[Stored data entries]
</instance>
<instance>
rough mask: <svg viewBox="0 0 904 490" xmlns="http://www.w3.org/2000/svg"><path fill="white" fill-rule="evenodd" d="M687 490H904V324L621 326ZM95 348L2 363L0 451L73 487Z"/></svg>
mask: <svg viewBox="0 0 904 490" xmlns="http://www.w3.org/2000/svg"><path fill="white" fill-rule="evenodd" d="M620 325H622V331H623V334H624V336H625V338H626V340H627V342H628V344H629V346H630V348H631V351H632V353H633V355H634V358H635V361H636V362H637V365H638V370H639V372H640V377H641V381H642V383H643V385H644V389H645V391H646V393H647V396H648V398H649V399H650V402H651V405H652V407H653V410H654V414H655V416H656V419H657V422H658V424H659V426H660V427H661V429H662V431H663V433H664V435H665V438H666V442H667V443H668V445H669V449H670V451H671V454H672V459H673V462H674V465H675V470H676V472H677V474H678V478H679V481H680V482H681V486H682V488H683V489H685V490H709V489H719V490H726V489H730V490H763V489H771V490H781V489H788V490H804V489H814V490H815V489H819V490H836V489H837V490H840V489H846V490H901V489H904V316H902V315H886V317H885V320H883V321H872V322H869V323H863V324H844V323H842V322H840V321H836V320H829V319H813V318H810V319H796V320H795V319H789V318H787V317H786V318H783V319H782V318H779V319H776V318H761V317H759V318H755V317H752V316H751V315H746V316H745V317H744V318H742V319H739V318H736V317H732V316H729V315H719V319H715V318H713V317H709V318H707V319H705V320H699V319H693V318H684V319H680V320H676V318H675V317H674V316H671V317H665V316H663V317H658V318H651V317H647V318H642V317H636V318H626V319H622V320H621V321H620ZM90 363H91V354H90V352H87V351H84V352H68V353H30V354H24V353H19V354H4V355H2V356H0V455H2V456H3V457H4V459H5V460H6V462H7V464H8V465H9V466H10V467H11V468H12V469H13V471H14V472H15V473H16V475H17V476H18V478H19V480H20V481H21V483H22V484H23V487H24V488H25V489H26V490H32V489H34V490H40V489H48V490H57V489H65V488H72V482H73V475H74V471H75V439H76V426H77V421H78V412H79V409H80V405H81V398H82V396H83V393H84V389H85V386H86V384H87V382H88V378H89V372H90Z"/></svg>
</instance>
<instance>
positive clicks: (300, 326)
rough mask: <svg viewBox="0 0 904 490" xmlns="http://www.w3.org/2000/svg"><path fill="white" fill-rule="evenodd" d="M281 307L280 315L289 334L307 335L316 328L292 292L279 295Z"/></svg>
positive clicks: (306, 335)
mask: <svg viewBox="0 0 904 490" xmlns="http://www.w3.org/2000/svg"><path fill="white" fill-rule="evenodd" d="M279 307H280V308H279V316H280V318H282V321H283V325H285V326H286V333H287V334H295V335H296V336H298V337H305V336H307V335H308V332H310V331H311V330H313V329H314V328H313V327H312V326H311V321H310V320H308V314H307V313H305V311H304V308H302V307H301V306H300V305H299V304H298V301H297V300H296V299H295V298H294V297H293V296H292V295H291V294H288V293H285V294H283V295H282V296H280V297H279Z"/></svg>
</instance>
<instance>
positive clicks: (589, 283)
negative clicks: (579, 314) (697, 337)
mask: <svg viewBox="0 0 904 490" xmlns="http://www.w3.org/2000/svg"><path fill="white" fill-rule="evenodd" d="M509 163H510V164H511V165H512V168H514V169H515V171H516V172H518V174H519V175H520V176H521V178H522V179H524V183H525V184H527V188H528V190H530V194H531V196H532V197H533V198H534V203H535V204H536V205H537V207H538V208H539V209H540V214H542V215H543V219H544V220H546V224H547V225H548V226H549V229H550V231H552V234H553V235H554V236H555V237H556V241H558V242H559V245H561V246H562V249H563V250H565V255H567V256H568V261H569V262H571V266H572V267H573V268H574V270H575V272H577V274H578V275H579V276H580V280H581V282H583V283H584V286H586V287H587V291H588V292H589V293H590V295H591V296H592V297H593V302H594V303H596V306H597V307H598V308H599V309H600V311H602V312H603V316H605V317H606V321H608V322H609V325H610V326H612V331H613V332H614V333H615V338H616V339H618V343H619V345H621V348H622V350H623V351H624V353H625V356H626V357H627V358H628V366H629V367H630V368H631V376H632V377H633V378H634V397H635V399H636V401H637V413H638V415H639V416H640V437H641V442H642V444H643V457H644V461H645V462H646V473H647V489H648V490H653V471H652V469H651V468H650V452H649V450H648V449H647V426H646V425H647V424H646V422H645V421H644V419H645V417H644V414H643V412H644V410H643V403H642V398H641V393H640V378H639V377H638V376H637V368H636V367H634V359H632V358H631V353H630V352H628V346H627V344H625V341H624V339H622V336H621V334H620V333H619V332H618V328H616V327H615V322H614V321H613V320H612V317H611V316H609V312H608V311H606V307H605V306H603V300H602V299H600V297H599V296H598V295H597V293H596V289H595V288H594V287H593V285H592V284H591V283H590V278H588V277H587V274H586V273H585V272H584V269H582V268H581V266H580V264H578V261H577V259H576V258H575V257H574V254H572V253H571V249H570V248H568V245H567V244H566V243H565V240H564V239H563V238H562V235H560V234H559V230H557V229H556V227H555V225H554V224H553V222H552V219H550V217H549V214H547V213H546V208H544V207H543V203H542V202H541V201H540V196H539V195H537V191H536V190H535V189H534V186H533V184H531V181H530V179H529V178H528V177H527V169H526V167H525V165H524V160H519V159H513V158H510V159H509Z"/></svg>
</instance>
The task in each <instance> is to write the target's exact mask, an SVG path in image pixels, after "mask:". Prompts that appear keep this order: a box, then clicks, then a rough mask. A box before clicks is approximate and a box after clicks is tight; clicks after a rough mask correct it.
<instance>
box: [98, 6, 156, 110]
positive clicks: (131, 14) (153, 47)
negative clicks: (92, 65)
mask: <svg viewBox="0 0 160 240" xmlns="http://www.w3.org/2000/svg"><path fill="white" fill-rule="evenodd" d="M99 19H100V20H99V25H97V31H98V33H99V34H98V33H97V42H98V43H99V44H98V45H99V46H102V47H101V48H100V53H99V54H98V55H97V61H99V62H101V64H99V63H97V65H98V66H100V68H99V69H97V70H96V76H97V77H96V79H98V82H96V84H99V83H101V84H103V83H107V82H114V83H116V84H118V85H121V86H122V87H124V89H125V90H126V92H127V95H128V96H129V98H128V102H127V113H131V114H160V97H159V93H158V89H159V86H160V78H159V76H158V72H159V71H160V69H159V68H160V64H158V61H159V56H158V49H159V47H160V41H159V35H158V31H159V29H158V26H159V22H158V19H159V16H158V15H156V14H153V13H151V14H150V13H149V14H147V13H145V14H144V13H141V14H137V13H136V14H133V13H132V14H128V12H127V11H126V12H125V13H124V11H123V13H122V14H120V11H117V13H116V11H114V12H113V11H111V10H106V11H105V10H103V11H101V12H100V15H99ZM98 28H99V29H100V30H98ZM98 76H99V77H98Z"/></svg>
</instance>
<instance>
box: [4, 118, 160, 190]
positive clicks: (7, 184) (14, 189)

▶ Problem to work on:
Copy all of the records above line for line, with no changes.

▶ Task response:
</instance>
<instance>
rough mask: <svg viewBox="0 0 904 490" xmlns="http://www.w3.org/2000/svg"><path fill="white" fill-rule="evenodd" d="M687 490H904V324L621 326ZM95 348L2 363L0 451L73 487Z"/></svg>
mask: <svg viewBox="0 0 904 490" xmlns="http://www.w3.org/2000/svg"><path fill="white" fill-rule="evenodd" d="M620 325H622V331H623V334H624V336H625V338H626V340H627V342H628V344H629V346H630V348H631V351H632V353H633V355H634V358H635V361H636V362H637V365H638V370H639V372H640V377H641V381H642V383H643V385H644V389H645V391H646V393H647V396H648V398H649V399H650V402H651V405H652V407H653V410H654V414H655V416H656V419H657V422H658V424H659V426H660V427H661V429H662V431H663V433H664V435H665V438H666V442H667V443H668V445H669V449H670V451H671V454H672V459H673V462H674V465H675V470H676V472H677V474H678V478H679V481H680V482H681V486H682V488H683V489H685V490H709V489H719V490H726V489H730V490H763V489H771V490H781V489H788V490H804V489H814V490H815V489H819V490H836V489H837V490H840V489H846V490H901V489H904V316H902V315H886V317H885V320H883V321H872V322H869V323H863V324H844V323H842V322H840V321H836V320H829V319H813V318H810V319H796V320H795V319H789V318H787V317H786V318H783V319H782V318H779V319H776V318H761V317H759V318H755V317H752V316H751V315H746V316H745V317H744V318H742V319H739V318H736V317H732V316H729V315H719V319H715V318H713V317H709V318H707V319H705V320H699V319H693V318H684V319H680V320H676V318H675V317H674V316H671V317H665V316H663V317H658V318H651V317H647V318H642V317H636V318H626V319H622V320H621V321H620ZM90 363H91V354H90V352H87V351H84V352H68V353H30V354H24V353H19V354H4V355H2V356H0V455H2V456H3V457H4V459H5V460H6V462H7V464H8V465H9V466H10V467H11V468H12V469H13V471H14V472H15V473H16V475H17V476H18V478H19V480H20V481H21V483H22V484H23V487H24V488H25V489H26V490H32V489H34V490H40V489H48V490H57V489H65V488H72V482H73V475H74V471H75V439H76V426H77V421H78V412H79V409H80V405H81V398H82V396H83V393H84V389H85V386H86V384H87V382H88V378H89V372H90Z"/></svg>
</instance>
<instance>
positive clicks: (300, 326)
rough mask: <svg viewBox="0 0 904 490" xmlns="http://www.w3.org/2000/svg"><path fill="white" fill-rule="evenodd" d="M281 307L280 315L289 334L307 335L316 328L292 292L279 295Z"/></svg>
positive clicks: (306, 335)
mask: <svg viewBox="0 0 904 490" xmlns="http://www.w3.org/2000/svg"><path fill="white" fill-rule="evenodd" d="M279 307H280V308H279V316H280V318H282V321H283V325H285V326H286V333H287V334H295V335H296V336H298V337H305V336H307V335H308V332H310V331H311V330H313V329H314V328H313V327H312V326H311V321H310V320H308V314H307V313H305V311H304V308H302V307H301V306H300V305H299V304H298V301H297V300H296V299H295V298H294V297H293V296H292V295H291V294H288V293H285V294H283V295H282V296H280V297H279Z"/></svg>
</instance>
<instance>
positive clicks: (589, 283)
negative clicks: (579, 314) (697, 337)
mask: <svg viewBox="0 0 904 490" xmlns="http://www.w3.org/2000/svg"><path fill="white" fill-rule="evenodd" d="M509 163H510V164H511V165H512V168H514V169H515V171H516V172H518V174H519V175H520V176H521V178H522V179H524V183H525V184H527V188H528V190H530V194H531V196H532V197H533V198H534V203H535V204H536V205H537V207H538V208H539V209H540V214H542V215H543V219H544V220H546V224H547V225H548V226H549V229H550V231H552V234H553V235H554V236H555V237H556V241H558V242H559V245H561V246H562V249H563V250H565V255H567V256H568V261H569V262H571V266H572V267H573V268H574V270H575V272H577V274H578V275H579V276H580V280H581V282H583V283H584V286H586V287H587V291H588V292H589V293H590V295H591V296H592V297H593V302H594V303H596V306H597V307H598V308H599V309H600V311H602V312H603V316H605V317H606V321H608V322H609V325H610V326H612V331H613V332H614V333H615V338H616V339H618V343H619V345H621V348H622V350H623V351H624V353H625V356H626V357H627V358H628V366H629V367H630V368H631V376H632V377H633V378H634V397H635V399H636V401H637V413H638V415H639V416H640V437H641V442H642V444H643V457H644V461H645V462H646V473H647V489H648V490H653V471H652V469H651V468H650V452H649V450H648V449H647V426H646V425H647V424H646V422H645V421H644V419H645V417H644V414H643V412H644V410H643V403H642V398H641V393H640V378H639V377H638V376H637V368H636V367H634V359H632V358H631V353H630V352H628V346H627V344H625V341H624V339H622V336H621V334H620V333H619V332H618V328H616V327H615V322H614V321H613V320H612V317H611V316H609V312H608V311H606V307H605V306H603V300H602V299H600V297H599V296H598V295H597V293H596V289H595V288H594V287H593V285H592V284H591V283H590V278H588V277H587V274H586V273H585V272H584V269H582V268H581V266H580V264H578V261H577V259H576V258H575V257H574V254H572V253H571V249H570V248H568V245H567V244H566V243H565V240H564V239H563V238H562V235H560V234H559V230H557V229H556V227H555V225H554V224H553V222H552V219H550V217H549V214H547V213H546V208H544V207H543V203H542V202H541V201H540V196H539V195H537V191H536V190H535V189H534V186H533V184H531V181H530V179H529V178H528V177H527V169H526V167H525V165H524V160H519V159H513V158H510V159H509Z"/></svg>
</instance>
The task in each <instance> is to write the target's exact mask, an SVG path in image pixels, after "mask:". Prompts that appear keep this order: a box, then clicks, then a rough mask. A box before clicks is approximate and a box after clicks is tight; clicks after a rough mask correct it.
<instance>
box: [98, 6, 156, 110]
positive clicks: (131, 14) (153, 47)
negative clicks: (92, 65)
mask: <svg viewBox="0 0 160 240" xmlns="http://www.w3.org/2000/svg"><path fill="white" fill-rule="evenodd" d="M99 19H100V20H99V25H97V31H98V33H99V34H98V33H97V42H98V43H99V44H98V45H99V46H102V47H101V48H100V53H99V54H98V55H97V61H99V62H101V64H99V63H97V65H98V66H100V68H99V69H97V70H96V76H97V77H96V79H98V82H96V84H99V83H101V84H103V83H107V82H114V83H116V84H118V85H121V86H122V87H124V89H125V90H126V92H127V95H128V96H129V98H128V102H127V113H131V114H160V97H159V93H158V89H159V86H160V78H159V76H158V72H159V71H160V69H159V68H160V64H158V61H159V56H158V49H159V47H160V41H159V35H158V31H159V29H158V26H159V22H158V19H159V16H158V15H156V14H153V13H151V14H150V13H149V14H147V13H145V14H144V13H141V14H137V13H136V14H133V13H132V14H128V12H127V11H126V12H125V13H124V11H123V13H122V14H120V11H117V13H116V11H114V12H113V11H111V10H106V11H105V10H103V11H101V12H100V15H99ZM98 28H99V29H100V30H98ZM98 76H99V77H98Z"/></svg>
</instance>
<instance>
box: [4, 118, 160, 190]
positive clicks: (7, 184) (14, 189)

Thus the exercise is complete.